### What to produce
Copy every entry exactly, but skip the pictures.

### Supplied information
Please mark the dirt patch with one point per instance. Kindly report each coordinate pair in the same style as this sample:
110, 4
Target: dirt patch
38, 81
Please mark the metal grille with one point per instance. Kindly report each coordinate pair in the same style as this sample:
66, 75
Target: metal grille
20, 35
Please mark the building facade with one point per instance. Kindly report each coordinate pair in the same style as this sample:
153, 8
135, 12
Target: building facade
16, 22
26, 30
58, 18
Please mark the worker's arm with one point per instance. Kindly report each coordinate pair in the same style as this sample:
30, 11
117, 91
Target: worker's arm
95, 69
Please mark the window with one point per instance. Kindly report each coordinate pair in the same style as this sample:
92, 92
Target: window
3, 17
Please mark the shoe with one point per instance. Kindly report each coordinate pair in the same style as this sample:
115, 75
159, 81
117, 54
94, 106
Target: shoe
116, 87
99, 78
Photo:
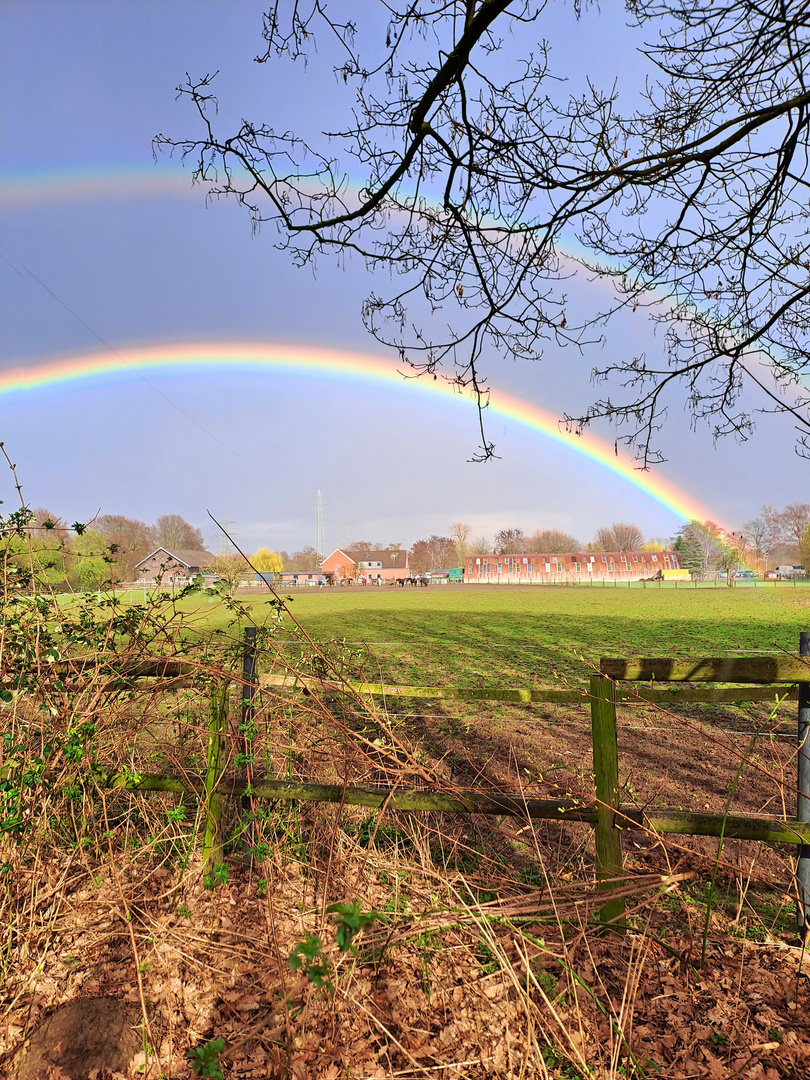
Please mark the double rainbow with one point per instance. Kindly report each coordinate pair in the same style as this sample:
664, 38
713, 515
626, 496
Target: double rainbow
233, 358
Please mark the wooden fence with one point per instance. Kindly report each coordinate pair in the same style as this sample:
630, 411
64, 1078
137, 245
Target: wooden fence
761, 678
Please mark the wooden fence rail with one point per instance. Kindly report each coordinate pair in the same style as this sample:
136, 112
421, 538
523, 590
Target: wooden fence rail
775, 677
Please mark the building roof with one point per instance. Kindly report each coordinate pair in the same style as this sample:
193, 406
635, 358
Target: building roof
581, 556
391, 558
184, 555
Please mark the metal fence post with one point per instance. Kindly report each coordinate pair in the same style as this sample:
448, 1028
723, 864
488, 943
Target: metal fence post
802, 799
248, 692
606, 772
213, 849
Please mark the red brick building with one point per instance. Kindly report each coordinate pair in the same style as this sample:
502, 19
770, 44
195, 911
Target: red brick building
352, 565
173, 567
569, 567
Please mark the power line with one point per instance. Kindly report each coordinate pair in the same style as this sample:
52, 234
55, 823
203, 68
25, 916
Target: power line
123, 360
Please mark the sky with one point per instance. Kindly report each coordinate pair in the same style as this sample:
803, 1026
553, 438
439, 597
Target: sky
106, 256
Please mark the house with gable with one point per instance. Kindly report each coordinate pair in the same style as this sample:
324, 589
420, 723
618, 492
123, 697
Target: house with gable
376, 566
174, 567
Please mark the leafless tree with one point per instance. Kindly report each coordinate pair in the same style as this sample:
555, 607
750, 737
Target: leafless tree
436, 553
134, 539
304, 559
481, 545
553, 542
699, 545
795, 518
510, 541
620, 536
477, 165
460, 532
171, 530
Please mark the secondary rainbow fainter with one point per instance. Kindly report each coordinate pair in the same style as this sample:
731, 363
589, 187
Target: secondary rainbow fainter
305, 361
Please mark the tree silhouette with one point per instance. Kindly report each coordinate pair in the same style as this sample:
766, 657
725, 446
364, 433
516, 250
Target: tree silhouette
478, 166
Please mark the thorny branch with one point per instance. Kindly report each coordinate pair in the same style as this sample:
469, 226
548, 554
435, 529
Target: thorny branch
480, 170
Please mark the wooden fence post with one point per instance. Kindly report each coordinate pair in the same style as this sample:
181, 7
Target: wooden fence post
802, 799
213, 850
248, 692
606, 771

### Task output
Please mark the dirt patch with one point per instance. Kindly report each coordinate pair in the same style as this sample:
110, 4
Target: dirt patch
38, 81
Please mark the metal grille with one point per instance. Kindly report each coordinate pair in the same style as this sample:
66, 75
Target: metal grille
20, 35
Please mark the building facade with one point per instance. Kindly report each coordinate pair in the same style as this sample:
153, 8
135, 12
Target: building facade
16, 22
26, 30
58, 18
Please mark the worker's arm with one point per instance. Kindly report each coordinate pair in the same style as this sample:
30, 11
117, 91
Target: worker's arm
95, 69
Please mark the window with one point per instance. Kindly report each coordinate pair in the same style as this sample:
92, 92
Target: window
3, 17
Please mark the shoe with one point per instance. Kindly report each coordinate pair in the same style as this sample:
115, 75
159, 81
117, 54
94, 106
Target: shoe
116, 87
99, 78
Photo:
Please mark the double rainbow with one point per instance. Kindly report each coordinate pair in the same style as this sample:
664, 38
713, 515
626, 496
Target: double rainbow
233, 358
Please mark the wooden fence with one point per instance. Kindly report each coordinate pair in the same style as this sample:
630, 411
64, 1078
137, 245
Target: wooden fence
761, 678
Please mark the wooden fence rail with one point per instance. Kindly report each coordinate pair in the same style as this sample:
136, 112
421, 538
523, 590
Target: wooden fence rail
775, 677
Please mark the building roof with one point per instance. Kindly report each coordinate pair in the same style as this sample:
193, 406
635, 358
Target: building roof
581, 556
391, 558
184, 555
Please mark the metal fence post with one point per instance. Kindly report each coordinate pair in the same style as this sample:
448, 1028
723, 864
488, 943
Target: metal fence post
802, 799
248, 692
606, 772
213, 849
Please mark the red brick building with one point per instance. Kindly report each coordinate pair in the same style as this sample:
502, 19
770, 44
195, 911
Target: red brick building
352, 565
173, 567
569, 567
Please mark the power line with one point per instance. Kindly report each coordinate pair in the same style as this sample:
52, 234
55, 823
203, 68
25, 916
Target: power line
123, 360
Please mark the sky with one point per instance. Kindly report each coordinate pair in the same style as this sample:
803, 1026
553, 438
439, 597
Target: sky
106, 256
Please mark the house with gable with one point per instance. Kindly report each coordinate pair in the same style as this sample:
324, 589
420, 723
618, 492
123, 697
Target: house with gable
376, 566
174, 567
Please mark the leafless tree with one point per instance. Kindly report each coordinate pair in the same style as this sample:
555, 607
750, 737
Target: leafless tree
436, 553
134, 539
304, 559
481, 545
553, 542
699, 545
795, 518
510, 541
620, 536
477, 165
460, 532
171, 530
Please mark the secondary rainbow fainter with one point per instance. Kindly report each coordinate pair in the same style as this sample:
731, 363
589, 187
Target: secondary rainbow fainter
305, 361
Please mark the tree silhouette with one point per instance. Kindly report each coordinate pair in the same style as this sample:
766, 657
725, 446
364, 433
516, 250
Target: tree silhouette
478, 166
Please mark the thorny branch with one point per instance. Kindly report each coordinate pair in the same style as this sample:
469, 226
548, 554
435, 529
Target: thorny branch
480, 170
Please mark the wooden fence post with one point per instance. Kindly report each coordinate pair in the same style as this sample:
181, 7
Target: wooden fence post
802, 799
213, 850
248, 692
606, 771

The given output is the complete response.